### Exercise aim
Go through the records underneath and write each one out again exactly.

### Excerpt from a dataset
* * *

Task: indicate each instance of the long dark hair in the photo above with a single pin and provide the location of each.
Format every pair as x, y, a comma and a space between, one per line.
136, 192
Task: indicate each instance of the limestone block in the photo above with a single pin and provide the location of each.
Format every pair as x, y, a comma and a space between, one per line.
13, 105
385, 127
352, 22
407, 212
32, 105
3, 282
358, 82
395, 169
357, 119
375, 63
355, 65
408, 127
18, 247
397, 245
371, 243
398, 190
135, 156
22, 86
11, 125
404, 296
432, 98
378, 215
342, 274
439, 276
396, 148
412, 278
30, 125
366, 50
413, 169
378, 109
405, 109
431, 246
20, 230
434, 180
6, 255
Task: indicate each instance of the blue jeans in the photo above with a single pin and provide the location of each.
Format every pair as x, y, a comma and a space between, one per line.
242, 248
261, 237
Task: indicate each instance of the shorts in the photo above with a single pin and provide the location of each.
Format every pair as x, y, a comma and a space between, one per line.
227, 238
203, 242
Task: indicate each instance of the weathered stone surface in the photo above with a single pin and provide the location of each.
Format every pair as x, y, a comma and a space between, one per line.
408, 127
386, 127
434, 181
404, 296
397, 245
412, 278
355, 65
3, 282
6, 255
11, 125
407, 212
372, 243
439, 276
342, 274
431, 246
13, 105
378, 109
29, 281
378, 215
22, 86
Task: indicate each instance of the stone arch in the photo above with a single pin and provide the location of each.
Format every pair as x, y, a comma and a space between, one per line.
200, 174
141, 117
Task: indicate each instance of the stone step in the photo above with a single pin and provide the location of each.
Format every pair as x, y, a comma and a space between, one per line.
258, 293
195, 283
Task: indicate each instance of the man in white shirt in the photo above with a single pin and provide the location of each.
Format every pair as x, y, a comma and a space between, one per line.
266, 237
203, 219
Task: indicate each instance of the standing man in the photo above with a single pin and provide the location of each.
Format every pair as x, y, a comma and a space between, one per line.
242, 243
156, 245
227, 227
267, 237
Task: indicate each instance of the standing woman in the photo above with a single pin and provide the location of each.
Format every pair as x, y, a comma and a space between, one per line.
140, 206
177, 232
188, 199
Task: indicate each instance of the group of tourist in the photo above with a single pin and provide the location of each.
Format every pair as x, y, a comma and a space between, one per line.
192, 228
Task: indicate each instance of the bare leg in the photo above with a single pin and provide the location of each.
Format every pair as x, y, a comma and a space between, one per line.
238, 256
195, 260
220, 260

* * *

### Result of this task
Task: indicate each instance of the long dark hair in the photo above with a single pin and provide the location of each.
Format every pair as x, y, a comma and a space between, one per line.
136, 192
Task: indicate each instance of the limestone block in the photo above with a single pin and provide the location of each.
Format every pair as x, y, a comma and a space between, one per line.
13, 105
385, 127
352, 22
407, 212
32, 105
3, 282
358, 82
395, 169
357, 119
375, 63
355, 65
408, 127
18, 247
397, 245
371, 243
398, 190
135, 156
22, 86
11, 125
404, 296
432, 98
378, 215
342, 274
439, 276
396, 148
412, 278
30, 125
366, 50
413, 169
378, 109
405, 109
431, 246
20, 230
434, 180
6, 255
Task: indicate each instance of the blue jeans in the photo above with a single pin and provide the location of each.
Format every pair as x, y, a comma and a space between, one per line.
242, 248
261, 237
Task: indicate each instance of the shorts in the photo above with a single pin and provide the location of each.
Format every pair as x, y, a comma and a space between, one per line.
227, 238
203, 242
Task: indicate each instance of the weathered stone surface in the photo above with a single pin and provide the location of each.
Format every pair as x, y, a comma and a space between, one per line.
408, 127
386, 127
434, 181
404, 296
397, 245
412, 278
355, 65
3, 282
6, 255
11, 125
407, 212
372, 243
439, 276
342, 274
431, 246
13, 105
378, 109
29, 281
378, 215
22, 86
Task: indicate each instance of the stone arch in the photo above with a single pin and provide the location of each.
Format every pair as x, y, a comma and a space between, one per line.
200, 174
141, 117
Task: indicate each instance of the stone step in the photo above with a single pin and provide the location of each.
Format every pair as x, y, a comma and a space between, one per line.
258, 293
195, 283
Task: indicate each instance of the man in white shirt in the photo above with a single pin and provide the location of each.
Format every pair as x, y, a comma and a space between, one per line.
266, 237
203, 219
Task: indicate each instance of the standing man in the photo above with a single pin and provide the location of each.
Format every pair as x, y, a comma and a space between, one per line.
242, 243
156, 245
227, 227
267, 237
Task: indicate each instance of the standing woman in the photo above with a single pin and provide the location of each.
Format every pair as x, y, a comma and a space between, one per line.
140, 206
177, 232
188, 199
Task: indicate each instance of the group of tourist in the photo above with a single pin and provide the location of each.
Format every pair as x, y, a comma and a space between, one per line.
192, 228
Task: indicate each instance of the bare leg in the photo above with a single pin and provide the location of each.
Format every pair as x, y, a comma and a space between, one per line.
238, 256
195, 260
220, 260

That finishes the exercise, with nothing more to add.